Saved data entries:
__________
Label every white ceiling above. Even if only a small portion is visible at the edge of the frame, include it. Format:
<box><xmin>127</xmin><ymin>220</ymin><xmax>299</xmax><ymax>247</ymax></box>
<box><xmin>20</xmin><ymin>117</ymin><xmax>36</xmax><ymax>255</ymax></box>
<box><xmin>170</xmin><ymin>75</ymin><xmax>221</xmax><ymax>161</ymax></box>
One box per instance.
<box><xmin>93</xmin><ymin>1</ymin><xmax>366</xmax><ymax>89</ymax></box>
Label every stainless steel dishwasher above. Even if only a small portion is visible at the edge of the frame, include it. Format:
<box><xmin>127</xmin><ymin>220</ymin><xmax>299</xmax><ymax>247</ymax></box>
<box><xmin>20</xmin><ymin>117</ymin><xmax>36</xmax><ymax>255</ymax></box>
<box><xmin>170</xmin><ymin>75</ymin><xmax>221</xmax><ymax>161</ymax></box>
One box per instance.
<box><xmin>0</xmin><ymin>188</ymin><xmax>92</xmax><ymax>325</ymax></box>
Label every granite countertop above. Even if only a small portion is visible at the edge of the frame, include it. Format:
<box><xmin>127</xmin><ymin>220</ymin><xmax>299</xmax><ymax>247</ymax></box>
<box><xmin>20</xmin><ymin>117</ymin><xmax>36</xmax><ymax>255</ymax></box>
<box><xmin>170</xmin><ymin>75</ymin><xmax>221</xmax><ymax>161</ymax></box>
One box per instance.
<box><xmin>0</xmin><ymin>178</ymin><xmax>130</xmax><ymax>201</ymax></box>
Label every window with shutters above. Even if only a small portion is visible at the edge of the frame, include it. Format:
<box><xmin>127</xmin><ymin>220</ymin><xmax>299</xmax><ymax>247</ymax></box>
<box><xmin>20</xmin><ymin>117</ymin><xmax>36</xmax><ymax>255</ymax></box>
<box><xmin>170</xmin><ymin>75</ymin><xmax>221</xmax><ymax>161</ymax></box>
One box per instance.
__________
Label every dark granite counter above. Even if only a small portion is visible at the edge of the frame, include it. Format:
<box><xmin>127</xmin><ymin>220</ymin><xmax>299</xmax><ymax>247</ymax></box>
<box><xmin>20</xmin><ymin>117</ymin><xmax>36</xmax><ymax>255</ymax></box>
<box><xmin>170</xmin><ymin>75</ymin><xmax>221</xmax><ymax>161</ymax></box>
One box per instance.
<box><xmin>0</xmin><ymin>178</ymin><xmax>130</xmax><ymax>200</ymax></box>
__________
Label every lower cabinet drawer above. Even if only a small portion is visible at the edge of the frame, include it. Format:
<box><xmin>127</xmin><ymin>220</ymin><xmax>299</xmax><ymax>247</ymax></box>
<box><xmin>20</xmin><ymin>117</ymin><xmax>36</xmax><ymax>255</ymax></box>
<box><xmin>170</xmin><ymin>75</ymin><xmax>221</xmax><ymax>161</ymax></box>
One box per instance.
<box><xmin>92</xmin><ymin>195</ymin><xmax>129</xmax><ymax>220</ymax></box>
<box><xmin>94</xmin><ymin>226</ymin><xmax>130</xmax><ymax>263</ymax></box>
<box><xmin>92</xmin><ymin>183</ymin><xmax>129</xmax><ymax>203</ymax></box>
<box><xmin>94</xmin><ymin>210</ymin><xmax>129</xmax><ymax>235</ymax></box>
__________
TASK STATEMENT: Each line in the data where the string "above" occurs should be identified and copied.

RESPONSE AREA:
Label every white ceiling above. Even if only a small portion is visible at the edge of the frame, include it. Format:
Label every stainless steel dishwasher above. Even if only a small portion is visible at the edge of the frame, include it. Format:
Label every granite countertop above. Even if only a small portion is visible at the edge of the frame, include it. Format:
Label every window with shutters above. Even if only a small portion is visible at the edge of the frame, include it. Format:
Label every dark granite counter above. Even if only a small portion is visible at the edge of the frame, include it. Format:
Label every lower cabinet drawer above. Even if only a small portion is visible at the edge of the frame, include it. Format:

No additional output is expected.